(About this task)
Start at the line that contains "Could you please put a dot on the shirt". Repeat it and each line after it, exactly, up to and including the final line of the data.

Saved entries:
···
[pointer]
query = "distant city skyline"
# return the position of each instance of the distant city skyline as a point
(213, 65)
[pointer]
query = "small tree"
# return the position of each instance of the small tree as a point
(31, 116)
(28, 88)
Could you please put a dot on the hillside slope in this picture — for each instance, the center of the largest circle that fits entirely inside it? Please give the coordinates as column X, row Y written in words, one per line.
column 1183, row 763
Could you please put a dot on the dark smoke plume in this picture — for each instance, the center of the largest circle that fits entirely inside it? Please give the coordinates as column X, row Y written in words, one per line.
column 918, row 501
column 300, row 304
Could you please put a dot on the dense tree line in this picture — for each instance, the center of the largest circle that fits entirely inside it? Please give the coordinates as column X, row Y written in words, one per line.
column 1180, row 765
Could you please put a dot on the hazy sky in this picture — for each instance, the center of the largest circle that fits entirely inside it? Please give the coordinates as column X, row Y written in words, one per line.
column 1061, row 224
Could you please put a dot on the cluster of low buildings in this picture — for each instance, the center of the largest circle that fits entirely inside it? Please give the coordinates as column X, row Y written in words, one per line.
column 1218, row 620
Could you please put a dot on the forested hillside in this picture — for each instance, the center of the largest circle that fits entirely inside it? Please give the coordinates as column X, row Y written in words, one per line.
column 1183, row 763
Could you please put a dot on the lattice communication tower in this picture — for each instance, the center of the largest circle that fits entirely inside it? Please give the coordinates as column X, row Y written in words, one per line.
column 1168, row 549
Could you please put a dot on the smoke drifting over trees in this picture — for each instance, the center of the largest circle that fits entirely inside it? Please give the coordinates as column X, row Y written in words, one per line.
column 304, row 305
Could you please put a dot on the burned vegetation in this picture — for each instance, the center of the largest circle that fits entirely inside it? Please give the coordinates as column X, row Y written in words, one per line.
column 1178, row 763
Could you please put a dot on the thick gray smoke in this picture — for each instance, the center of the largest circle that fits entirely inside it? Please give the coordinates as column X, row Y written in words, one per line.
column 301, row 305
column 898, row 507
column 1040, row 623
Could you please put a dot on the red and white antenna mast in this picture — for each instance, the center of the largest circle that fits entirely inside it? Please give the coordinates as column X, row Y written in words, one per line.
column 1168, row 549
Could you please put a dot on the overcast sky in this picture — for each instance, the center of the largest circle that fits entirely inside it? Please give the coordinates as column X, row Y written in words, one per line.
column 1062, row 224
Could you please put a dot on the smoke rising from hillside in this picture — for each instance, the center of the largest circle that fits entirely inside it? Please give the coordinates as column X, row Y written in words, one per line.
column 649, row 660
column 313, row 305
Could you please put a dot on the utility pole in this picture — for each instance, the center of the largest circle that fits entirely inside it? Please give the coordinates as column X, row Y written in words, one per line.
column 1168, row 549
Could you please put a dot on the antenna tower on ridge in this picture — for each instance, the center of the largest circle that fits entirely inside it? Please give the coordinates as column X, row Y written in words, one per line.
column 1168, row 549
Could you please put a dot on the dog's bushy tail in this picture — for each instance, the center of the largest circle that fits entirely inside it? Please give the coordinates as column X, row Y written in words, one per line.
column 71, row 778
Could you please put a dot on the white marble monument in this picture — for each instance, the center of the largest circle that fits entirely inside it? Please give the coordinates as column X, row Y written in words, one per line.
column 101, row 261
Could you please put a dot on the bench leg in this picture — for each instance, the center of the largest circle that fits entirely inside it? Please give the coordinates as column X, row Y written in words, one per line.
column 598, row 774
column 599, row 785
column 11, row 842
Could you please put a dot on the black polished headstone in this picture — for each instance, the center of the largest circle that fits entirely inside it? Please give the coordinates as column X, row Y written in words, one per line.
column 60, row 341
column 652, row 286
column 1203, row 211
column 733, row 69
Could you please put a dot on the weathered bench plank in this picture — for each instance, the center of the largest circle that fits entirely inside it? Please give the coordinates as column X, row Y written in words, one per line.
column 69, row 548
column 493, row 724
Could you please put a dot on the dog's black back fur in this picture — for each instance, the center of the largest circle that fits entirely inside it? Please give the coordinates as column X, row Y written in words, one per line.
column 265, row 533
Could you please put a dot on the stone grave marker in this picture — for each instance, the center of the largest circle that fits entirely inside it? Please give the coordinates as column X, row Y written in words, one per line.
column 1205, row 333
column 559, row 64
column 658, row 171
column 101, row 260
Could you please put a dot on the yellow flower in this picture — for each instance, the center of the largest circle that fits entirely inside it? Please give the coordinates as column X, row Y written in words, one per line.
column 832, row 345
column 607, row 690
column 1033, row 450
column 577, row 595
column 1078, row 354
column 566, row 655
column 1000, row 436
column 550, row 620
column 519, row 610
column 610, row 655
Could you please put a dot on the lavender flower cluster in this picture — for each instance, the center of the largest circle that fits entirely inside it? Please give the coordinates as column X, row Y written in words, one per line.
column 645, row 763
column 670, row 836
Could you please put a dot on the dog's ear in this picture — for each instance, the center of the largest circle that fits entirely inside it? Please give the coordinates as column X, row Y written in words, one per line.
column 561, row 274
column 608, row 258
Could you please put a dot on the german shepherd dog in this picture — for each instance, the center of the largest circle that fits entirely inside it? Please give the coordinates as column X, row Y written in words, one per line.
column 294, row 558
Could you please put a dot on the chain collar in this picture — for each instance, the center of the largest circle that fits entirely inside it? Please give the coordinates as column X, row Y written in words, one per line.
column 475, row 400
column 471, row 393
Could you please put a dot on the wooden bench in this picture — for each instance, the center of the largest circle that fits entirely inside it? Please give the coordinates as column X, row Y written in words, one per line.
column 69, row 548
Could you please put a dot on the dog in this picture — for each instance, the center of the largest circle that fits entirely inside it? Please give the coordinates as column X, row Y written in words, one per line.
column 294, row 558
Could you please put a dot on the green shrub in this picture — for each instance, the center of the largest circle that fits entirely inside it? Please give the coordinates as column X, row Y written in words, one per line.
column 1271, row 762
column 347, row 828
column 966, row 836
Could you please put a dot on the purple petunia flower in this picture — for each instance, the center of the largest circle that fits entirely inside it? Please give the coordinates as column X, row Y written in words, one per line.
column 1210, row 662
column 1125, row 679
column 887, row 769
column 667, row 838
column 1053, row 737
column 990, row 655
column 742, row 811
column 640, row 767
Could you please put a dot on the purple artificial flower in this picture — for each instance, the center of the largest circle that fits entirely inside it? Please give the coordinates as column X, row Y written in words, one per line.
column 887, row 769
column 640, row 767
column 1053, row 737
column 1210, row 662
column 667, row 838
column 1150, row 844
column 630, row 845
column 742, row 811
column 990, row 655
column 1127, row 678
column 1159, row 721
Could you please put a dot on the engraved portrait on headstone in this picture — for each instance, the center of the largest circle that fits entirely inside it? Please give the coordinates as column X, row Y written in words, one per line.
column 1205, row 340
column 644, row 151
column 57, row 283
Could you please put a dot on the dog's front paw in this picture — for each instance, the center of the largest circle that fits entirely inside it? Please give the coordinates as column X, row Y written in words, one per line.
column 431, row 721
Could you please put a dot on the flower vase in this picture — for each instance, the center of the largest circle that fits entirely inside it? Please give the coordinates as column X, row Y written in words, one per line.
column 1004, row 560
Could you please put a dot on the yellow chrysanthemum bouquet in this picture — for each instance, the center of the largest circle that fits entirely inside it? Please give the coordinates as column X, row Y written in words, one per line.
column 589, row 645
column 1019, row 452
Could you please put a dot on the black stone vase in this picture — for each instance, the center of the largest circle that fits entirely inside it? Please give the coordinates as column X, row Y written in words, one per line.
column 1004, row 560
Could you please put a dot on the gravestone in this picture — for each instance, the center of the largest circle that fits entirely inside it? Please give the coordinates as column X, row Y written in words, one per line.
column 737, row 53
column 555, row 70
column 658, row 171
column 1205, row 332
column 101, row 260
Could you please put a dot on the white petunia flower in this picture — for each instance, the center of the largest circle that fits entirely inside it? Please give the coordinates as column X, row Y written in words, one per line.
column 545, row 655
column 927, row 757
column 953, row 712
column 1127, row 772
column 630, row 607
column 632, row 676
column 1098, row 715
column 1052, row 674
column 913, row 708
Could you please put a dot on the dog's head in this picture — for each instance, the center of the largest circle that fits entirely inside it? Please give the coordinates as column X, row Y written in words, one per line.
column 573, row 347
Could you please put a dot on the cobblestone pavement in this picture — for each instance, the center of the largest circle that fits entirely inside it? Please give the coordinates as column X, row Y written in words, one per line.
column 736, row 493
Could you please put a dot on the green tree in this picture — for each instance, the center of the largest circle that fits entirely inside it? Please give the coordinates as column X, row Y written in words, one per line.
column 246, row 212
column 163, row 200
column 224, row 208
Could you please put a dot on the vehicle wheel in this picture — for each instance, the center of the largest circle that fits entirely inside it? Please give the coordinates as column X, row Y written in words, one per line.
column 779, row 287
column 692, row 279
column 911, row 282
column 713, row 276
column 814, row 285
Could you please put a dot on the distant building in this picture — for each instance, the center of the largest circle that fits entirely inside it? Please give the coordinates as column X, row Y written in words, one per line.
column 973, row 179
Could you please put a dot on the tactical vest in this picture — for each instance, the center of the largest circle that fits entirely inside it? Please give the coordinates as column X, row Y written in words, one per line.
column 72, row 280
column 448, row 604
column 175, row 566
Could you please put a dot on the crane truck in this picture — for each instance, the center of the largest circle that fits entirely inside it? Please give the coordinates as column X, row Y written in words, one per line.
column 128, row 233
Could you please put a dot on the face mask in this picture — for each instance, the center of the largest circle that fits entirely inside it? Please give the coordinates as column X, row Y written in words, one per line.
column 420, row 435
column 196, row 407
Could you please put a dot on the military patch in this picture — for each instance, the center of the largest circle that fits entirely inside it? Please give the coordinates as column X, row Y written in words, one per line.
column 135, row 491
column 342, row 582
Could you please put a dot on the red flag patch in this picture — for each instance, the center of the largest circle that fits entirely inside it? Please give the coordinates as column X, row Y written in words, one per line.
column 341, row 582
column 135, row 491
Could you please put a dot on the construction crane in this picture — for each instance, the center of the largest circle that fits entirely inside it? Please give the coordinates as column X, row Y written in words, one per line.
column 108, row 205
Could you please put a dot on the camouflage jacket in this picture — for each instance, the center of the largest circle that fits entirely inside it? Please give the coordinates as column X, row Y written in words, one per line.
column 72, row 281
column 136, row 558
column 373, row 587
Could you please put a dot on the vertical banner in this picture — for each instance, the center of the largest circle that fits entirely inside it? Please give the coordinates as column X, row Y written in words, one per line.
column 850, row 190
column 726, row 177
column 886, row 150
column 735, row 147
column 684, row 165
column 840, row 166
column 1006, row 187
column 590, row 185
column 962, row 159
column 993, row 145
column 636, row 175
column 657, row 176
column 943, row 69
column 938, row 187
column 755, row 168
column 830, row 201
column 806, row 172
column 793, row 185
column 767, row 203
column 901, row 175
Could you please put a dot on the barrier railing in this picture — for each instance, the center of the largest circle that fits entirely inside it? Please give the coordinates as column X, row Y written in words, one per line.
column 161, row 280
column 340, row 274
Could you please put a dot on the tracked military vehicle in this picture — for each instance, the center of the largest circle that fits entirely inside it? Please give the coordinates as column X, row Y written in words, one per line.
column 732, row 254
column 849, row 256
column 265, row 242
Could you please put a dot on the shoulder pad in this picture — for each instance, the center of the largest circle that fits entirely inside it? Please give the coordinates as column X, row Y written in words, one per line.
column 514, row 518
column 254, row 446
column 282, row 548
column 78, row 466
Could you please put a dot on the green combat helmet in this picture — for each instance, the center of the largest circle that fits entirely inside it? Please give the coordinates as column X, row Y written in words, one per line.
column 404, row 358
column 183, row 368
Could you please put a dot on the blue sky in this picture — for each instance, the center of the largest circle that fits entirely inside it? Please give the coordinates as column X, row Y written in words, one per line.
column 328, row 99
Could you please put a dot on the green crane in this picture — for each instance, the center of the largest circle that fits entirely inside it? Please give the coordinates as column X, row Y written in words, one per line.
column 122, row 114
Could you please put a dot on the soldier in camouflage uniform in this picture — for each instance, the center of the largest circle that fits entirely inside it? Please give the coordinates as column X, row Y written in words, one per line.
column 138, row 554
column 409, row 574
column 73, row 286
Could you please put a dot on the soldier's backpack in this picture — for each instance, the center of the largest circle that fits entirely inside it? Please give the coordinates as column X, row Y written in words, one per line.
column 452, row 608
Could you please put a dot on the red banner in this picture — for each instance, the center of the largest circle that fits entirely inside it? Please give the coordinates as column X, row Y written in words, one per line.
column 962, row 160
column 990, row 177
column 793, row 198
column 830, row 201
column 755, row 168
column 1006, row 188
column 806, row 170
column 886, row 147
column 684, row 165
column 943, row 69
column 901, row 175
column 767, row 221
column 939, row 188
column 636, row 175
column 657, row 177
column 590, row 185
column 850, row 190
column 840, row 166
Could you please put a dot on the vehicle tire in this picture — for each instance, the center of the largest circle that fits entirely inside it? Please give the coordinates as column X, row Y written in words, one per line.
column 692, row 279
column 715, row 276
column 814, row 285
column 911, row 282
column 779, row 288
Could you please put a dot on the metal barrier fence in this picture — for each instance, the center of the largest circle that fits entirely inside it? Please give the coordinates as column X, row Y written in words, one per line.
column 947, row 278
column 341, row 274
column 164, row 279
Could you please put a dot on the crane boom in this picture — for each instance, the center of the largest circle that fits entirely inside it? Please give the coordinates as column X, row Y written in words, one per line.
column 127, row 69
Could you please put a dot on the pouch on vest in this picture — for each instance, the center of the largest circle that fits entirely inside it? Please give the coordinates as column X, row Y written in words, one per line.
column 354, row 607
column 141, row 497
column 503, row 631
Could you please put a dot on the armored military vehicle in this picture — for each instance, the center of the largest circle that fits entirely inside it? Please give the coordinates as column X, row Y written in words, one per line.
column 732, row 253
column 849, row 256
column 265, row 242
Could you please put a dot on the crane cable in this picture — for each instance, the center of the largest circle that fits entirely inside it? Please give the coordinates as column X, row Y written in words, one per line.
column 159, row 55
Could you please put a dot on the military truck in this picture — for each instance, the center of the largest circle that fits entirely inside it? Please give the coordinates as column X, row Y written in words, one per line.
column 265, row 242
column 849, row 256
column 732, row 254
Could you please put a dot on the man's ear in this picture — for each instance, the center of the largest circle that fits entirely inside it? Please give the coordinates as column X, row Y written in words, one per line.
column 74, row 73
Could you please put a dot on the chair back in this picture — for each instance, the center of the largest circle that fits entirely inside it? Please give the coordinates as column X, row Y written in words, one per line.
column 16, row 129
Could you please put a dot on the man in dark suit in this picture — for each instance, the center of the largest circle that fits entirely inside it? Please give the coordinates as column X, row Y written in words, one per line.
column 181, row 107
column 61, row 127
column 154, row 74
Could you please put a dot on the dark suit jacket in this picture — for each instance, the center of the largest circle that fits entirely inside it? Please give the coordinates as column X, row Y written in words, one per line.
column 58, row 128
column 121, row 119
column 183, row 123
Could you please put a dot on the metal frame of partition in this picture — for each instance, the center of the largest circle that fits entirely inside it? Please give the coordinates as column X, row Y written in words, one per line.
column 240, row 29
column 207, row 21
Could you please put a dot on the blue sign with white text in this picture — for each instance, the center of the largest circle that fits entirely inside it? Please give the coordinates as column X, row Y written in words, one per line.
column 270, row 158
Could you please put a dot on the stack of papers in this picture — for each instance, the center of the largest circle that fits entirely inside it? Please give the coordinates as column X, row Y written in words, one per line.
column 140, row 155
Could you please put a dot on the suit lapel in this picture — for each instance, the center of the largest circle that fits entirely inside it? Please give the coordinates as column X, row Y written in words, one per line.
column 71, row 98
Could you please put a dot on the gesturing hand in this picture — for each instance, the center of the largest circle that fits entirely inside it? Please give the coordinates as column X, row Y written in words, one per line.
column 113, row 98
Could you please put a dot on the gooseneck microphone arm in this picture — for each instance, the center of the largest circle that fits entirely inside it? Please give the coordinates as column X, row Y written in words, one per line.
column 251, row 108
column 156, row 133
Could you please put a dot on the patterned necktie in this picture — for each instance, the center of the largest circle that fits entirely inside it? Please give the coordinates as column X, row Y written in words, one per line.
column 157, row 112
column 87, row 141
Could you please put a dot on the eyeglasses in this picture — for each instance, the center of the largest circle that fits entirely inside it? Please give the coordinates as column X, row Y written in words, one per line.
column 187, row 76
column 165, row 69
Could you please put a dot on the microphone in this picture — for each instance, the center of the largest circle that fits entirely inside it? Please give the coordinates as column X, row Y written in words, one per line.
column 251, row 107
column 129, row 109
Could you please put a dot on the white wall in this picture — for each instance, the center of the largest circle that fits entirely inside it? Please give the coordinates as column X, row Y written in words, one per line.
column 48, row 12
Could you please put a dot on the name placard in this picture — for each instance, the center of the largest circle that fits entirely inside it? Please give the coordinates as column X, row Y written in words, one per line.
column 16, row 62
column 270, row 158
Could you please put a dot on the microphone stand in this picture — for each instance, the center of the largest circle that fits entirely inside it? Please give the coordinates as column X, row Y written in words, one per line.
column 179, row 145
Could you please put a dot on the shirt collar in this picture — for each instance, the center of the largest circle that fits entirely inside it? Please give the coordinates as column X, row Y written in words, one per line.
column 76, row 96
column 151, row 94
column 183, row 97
···
(Output)
Could you please put a dot on the shirt collar in this picture — for each instance, the center of the largest circle that fits entirely inside it? Please give the coordinates as column X, row Y written in words, one per line.
column 76, row 96
column 151, row 94
column 183, row 97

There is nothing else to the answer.